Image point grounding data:
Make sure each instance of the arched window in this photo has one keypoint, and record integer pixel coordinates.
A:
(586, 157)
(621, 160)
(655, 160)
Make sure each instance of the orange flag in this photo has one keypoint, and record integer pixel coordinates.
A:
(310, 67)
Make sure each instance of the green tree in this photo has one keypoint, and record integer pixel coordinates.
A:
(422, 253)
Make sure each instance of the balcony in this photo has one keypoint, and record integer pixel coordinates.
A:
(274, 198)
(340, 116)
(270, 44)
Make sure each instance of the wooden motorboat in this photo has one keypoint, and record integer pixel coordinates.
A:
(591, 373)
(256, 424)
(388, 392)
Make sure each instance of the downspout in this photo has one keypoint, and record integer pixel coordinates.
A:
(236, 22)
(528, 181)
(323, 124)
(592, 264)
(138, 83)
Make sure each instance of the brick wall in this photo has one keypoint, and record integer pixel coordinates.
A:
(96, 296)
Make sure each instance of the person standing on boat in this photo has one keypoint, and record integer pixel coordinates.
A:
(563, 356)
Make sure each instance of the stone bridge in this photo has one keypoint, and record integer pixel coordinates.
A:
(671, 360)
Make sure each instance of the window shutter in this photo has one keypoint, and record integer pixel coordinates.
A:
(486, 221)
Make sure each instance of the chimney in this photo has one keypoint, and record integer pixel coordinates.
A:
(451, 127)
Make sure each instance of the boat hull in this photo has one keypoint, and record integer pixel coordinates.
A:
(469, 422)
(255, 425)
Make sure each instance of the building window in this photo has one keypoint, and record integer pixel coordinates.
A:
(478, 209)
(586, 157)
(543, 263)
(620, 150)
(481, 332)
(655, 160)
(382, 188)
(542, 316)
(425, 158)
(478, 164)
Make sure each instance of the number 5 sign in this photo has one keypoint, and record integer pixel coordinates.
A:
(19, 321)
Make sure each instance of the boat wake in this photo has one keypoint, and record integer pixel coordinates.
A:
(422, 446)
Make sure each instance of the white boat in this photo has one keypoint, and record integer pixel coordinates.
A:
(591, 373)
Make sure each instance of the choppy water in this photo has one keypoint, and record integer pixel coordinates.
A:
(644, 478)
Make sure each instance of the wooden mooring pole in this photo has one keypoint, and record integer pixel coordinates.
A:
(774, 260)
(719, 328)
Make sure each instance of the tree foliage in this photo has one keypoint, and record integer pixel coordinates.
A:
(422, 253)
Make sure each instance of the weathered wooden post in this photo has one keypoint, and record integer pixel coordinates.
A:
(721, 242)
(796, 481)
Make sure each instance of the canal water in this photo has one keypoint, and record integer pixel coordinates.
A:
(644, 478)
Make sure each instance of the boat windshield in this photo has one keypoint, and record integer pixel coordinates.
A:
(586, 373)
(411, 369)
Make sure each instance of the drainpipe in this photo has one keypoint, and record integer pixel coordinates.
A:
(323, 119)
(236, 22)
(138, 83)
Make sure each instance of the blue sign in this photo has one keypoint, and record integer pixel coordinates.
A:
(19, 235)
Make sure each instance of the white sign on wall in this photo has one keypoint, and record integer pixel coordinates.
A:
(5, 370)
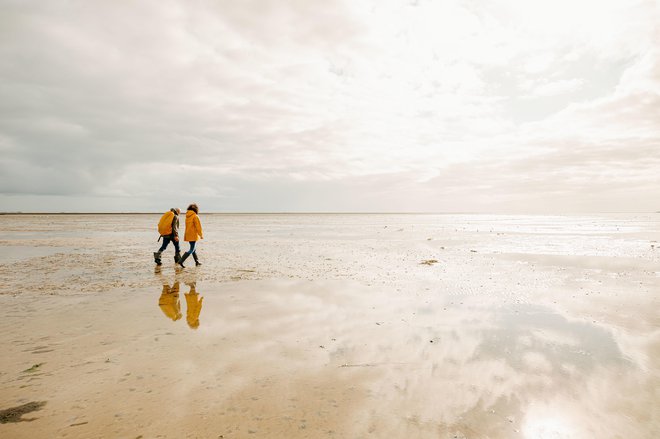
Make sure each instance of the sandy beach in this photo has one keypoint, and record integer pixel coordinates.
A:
(337, 325)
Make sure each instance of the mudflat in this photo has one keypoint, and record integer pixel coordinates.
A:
(397, 326)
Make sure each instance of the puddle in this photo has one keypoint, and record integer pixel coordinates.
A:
(319, 359)
(16, 253)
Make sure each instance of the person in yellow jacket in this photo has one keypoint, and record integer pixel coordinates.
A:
(192, 234)
(168, 228)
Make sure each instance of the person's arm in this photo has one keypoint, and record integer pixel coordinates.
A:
(175, 227)
(198, 225)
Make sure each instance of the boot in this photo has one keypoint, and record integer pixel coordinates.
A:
(182, 260)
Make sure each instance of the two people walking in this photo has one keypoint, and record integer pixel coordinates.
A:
(168, 228)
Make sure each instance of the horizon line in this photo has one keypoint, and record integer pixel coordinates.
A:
(332, 213)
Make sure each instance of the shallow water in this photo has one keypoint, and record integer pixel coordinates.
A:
(321, 359)
(331, 326)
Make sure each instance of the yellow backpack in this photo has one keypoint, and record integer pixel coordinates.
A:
(165, 223)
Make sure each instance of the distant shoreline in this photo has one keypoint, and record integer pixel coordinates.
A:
(327, 213)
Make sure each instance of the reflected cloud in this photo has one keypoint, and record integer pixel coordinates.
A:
(465, 366)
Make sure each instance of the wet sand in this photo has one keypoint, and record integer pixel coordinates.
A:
(332, 326)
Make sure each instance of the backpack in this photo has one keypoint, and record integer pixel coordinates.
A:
(165, 223)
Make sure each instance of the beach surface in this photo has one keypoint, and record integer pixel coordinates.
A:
(335, 325)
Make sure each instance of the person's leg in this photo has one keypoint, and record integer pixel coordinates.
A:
(187, 254)
(166, 241)
(177, 251)
(197, 263)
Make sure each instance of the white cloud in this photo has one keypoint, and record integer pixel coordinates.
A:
(268, 98)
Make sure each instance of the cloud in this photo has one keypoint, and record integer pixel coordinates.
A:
(253, 98)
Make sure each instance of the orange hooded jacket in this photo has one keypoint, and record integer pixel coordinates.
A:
(193, 227)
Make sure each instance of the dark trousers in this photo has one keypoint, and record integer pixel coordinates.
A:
(192, 247)
(166, 241)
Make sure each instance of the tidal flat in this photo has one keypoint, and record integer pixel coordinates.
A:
(335, 325)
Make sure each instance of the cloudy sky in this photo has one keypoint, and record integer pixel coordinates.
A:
(356, 105)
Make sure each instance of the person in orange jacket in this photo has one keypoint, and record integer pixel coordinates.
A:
(192, 234)
(168, 227)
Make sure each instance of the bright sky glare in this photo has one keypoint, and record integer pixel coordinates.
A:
(443, 106)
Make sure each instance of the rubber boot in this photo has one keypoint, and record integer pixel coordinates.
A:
(182, 260)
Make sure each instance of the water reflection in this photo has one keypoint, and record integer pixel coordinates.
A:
(193, 306)
(169, 301)
(170, 304)
(429, 365)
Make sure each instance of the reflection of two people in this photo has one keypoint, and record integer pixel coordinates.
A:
(171, 306)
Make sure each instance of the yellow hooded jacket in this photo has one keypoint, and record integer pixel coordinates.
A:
(193, 227)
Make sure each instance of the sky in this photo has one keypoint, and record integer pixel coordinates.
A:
(504, 106)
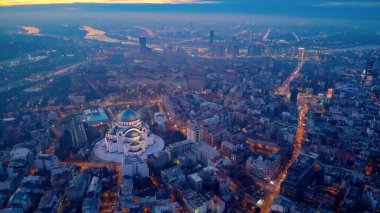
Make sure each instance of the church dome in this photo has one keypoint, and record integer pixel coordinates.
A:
(132, 134)
(128, 115)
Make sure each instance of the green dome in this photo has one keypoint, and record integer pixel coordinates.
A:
(128, 115)
(132, 134)
(134, 144)
(113, 130)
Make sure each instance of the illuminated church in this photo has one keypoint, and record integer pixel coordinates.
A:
(129, 135)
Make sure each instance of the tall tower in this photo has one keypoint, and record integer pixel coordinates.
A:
(211, 39)
(367, 73)
(193, 132)
(301, 53)
(142, 43)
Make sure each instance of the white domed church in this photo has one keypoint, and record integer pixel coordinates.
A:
(129, 135)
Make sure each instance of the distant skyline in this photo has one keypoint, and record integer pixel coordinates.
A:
(353, 12)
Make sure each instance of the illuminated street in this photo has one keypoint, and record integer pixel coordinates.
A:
(299, 137)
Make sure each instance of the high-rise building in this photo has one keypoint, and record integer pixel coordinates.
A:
(142, 43)
(193, 132)
(368, 72)
(211, 39)
(301, 52)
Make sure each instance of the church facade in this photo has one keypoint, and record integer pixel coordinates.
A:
(129, 135)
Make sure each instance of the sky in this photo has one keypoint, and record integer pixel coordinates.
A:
(348, 10)
(34, 2)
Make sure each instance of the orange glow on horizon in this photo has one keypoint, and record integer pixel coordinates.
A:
(37, 2)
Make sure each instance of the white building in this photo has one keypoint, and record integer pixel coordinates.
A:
(263, 168)
(193, 132)
(21, 160)
(133, 165)
(159, 118)
(129, 135)
(46, 162)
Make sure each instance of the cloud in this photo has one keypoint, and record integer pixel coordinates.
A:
(349, 4)
(33, 2)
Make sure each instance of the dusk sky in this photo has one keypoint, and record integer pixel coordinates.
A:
(345, 10)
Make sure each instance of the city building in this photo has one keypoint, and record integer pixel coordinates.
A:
(178, 148)
(50, 202)
(133, 165)
(46, 162)
(298, 177)
(263, 167)
(21, 160)
(80, 137)
(129, 135)
(193, 132)
(76, 190)
(142, 43)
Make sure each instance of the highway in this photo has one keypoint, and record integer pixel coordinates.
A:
(300, 136)
(284, 89)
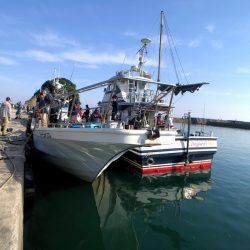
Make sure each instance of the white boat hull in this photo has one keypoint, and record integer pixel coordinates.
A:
(87, 152)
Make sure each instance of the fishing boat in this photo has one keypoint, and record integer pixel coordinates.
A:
(132, 133)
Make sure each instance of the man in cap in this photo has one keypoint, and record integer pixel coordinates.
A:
(5, 112)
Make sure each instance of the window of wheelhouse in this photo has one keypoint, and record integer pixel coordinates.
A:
(131, 86)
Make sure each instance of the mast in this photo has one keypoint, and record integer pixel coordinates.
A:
(159, 64)
(159, 59)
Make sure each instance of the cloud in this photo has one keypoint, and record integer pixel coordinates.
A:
(243, 70)
(210, 28)
(50, 39)
(131, 34)
(42, 56)
(194, 43)
(216, 44)
(7, 61)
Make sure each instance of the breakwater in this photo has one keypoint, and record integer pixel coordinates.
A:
(217, 122)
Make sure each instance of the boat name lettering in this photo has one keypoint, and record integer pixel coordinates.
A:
(198, 144)
(45, 135)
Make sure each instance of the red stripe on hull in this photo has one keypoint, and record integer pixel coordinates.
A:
(181, 168)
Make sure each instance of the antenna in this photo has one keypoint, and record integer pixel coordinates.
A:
(142, 51)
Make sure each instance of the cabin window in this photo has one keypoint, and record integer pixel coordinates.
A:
(131, 86)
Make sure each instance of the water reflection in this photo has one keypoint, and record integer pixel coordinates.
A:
(135, 210)
(118, 211)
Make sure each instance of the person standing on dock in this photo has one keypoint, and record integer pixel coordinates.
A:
(5, 112)
(114, 108)
(42, 103)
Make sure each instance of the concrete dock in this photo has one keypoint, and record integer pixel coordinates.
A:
(12, 185)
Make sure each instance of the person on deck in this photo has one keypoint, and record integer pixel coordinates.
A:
(86, 114)
(95, 116)
(18, 110)
(114, 107)
(42, 104)
(5, 114)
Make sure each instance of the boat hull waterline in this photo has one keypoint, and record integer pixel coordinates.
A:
(161, 159)
(86, 152)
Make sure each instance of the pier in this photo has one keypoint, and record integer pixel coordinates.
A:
(217, 122)
(12, 159)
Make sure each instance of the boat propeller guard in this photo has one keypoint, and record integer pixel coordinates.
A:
(153, 133)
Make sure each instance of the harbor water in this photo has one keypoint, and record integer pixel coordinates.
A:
(121, 210)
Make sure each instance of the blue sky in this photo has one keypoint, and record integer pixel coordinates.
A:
(91, 40)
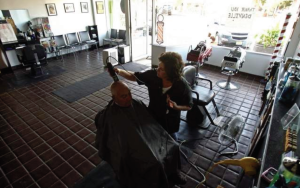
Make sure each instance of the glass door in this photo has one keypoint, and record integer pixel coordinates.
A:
(140, 22)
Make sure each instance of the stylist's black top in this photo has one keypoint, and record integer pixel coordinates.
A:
(180, 92)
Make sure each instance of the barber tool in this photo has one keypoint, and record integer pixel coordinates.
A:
(290, 140)
(112, 71)
(269, 174)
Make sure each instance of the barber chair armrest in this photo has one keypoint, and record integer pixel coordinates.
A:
(197, 94)
(210, 82)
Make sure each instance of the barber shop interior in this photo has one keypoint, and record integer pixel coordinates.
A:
(149, 94)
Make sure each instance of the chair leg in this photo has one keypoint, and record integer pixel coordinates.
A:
(216, 108)
(208, 115)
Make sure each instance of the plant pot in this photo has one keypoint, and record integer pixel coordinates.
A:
(260, 48)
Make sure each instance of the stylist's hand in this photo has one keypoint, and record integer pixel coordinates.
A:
(117, 70)
(171, 103)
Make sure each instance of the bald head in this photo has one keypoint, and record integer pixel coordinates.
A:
(121, 94)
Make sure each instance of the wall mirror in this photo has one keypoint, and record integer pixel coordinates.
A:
(20, 17)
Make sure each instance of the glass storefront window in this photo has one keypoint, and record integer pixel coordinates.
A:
(252, 24)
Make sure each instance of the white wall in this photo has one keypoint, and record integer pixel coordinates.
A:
(62, 23)
(255, 63)
(21, 17)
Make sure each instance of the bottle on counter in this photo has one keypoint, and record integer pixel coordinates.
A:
(290, 90)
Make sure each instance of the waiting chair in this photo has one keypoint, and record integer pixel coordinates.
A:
(86, 40)
(73, 42)
(60, 44)
(202, 96)
(41, 53)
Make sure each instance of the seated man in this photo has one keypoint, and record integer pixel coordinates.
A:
(139, 150)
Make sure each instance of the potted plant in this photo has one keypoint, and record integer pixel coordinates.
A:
(267, 40)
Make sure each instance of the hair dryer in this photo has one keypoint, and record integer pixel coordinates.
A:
(249, 164)
(112, 71)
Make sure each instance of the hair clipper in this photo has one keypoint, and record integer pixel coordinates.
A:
(112, 72)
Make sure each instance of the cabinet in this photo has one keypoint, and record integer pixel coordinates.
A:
(93, 32)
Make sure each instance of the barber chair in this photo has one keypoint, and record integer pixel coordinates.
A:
(86, 40)
(230, 66)
(32, 56)
(198, 56)
(202, 96)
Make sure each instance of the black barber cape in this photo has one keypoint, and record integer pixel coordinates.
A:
(135, 145)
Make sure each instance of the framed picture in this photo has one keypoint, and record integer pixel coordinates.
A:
(69, 7)
(100, 7)
(51, 9)
(84, 7)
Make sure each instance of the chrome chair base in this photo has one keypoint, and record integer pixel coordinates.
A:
(224, 84)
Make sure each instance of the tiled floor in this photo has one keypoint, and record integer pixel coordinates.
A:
(47, 142)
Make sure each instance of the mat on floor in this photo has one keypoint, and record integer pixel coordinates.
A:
(78, 90)
(101, 176)
(24, 78)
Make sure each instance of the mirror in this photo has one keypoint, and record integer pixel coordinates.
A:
(20, 17)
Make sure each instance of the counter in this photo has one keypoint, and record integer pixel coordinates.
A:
(275, 138)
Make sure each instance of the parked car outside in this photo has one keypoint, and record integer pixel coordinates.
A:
(167, 9)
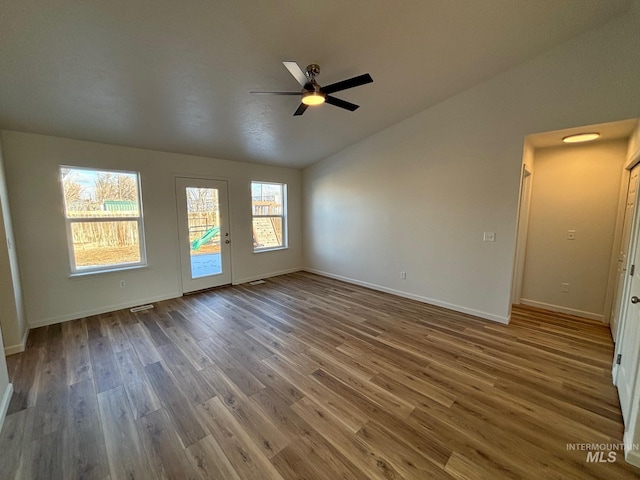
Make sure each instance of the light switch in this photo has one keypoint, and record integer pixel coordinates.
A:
(489, 237)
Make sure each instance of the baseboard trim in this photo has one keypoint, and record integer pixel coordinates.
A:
(631, 455)
(4, 405)
(570, 311)
(267, 275)
(98, 311)
(19, 347)
(411, 296)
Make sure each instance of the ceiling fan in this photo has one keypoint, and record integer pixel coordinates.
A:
(314, 94)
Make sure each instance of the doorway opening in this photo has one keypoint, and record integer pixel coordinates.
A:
(570, 221)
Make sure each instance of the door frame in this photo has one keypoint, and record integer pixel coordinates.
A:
(526, 184)
(176, 177)
(632, 428)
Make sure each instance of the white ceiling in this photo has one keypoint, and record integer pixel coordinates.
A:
(176, 75)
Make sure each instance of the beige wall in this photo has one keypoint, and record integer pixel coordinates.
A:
(574, 188)
(12, 318)
(50, 295)
(418, 196)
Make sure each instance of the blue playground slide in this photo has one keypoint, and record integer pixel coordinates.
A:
(208, 235)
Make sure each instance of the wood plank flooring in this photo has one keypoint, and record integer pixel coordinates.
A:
(304, 377)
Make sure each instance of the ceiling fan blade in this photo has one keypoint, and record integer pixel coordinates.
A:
(349, 83)
(275, 93)
(297, 72)
(341, 103)
(300, 110)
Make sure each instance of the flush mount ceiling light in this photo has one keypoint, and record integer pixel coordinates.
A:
(581, 137)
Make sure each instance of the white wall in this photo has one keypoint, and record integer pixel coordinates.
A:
(575, 188)
(12, 317)
(418, 196)
(50, 295)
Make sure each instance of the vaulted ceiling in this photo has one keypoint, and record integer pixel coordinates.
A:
(176, 75)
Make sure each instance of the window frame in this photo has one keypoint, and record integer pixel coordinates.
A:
(282, 216)
(69, 221)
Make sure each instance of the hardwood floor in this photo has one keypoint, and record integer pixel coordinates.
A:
(305, 377)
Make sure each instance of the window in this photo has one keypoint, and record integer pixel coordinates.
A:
(269, 208)
(103, 212)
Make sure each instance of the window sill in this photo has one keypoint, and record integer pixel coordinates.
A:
(107, 271)
(274, 249)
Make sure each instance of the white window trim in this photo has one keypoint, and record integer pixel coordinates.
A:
(283, 217)
(69, 221)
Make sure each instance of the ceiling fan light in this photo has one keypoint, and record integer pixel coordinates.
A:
(312, 98)
(581, 137)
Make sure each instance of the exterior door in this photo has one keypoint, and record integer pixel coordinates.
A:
(628, 345)
(618, 303)
(203, 232)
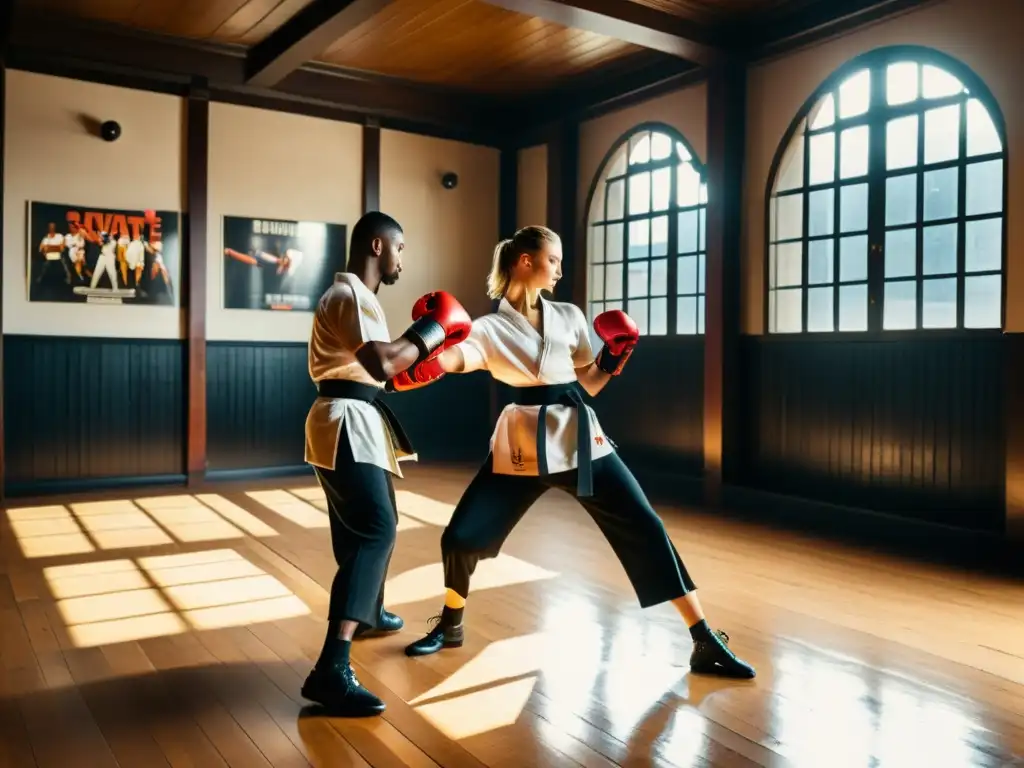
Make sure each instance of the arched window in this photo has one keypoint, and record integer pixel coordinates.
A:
(645, 235)
(886, 208)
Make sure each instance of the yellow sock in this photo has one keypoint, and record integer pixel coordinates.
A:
(454, 600)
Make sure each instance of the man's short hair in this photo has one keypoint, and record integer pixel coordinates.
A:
(373, 224)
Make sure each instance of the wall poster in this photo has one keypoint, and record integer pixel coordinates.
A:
(280, 265)
(103, 255)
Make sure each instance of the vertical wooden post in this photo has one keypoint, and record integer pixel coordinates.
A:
(371, 166)
(198, 152)
(726, 137)
(563, 170)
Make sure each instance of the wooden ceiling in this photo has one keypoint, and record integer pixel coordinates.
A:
(395, 58)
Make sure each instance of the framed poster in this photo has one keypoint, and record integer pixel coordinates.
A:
(103, 255)
(280, 265)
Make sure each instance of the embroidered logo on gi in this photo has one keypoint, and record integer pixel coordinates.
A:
(516, 459)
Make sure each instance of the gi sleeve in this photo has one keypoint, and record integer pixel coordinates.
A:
(583, 352)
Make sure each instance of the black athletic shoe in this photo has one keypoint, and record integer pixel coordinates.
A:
(387, 624)
(441, 636)
(714, 657)
(338, 690)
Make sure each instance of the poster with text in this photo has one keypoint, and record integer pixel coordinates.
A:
(280, 265)
(103, 255)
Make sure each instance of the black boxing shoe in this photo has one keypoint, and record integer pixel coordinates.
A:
(712, 656)
(338, 690)
(387, 624)
(443, 635)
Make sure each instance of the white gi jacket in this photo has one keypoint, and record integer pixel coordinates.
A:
(506, 344)
(348, 315)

TO DO: Transcribe only this stretch of the data: the line with "Make sure each instance of the drainpipe", the line with "Make sure each instance of the puddle", and every line in between. Leave out the pictures.

ANSWER SPACE:
Make sure each instance of the drainpipe in this photo has one keypoint, and record integer pixel coordinates.
A:
(323, 119)
(236, 22)
(138, 83)
Make sure each instance of the blue sign in this photo has one keypoint, and record integer pixel coordinates.
A:
(19, 235)
Make sure each instance of the white sign on wall in this photo has one keypoint, and record integer pixel coordinates.
A:
(5, 370)
Make sure each instance of the sandy beach in this photo has one keypoint, and record integer pixel coordinates.
A:
(337, 325)
Make sure each instance of the mudflat in this photo has one keypoint, and record integer pixel coordinates.
A:
(397, 326)
Make sure each instance of the puddle in this photo has one keypoint, and record integer pixel coordinates.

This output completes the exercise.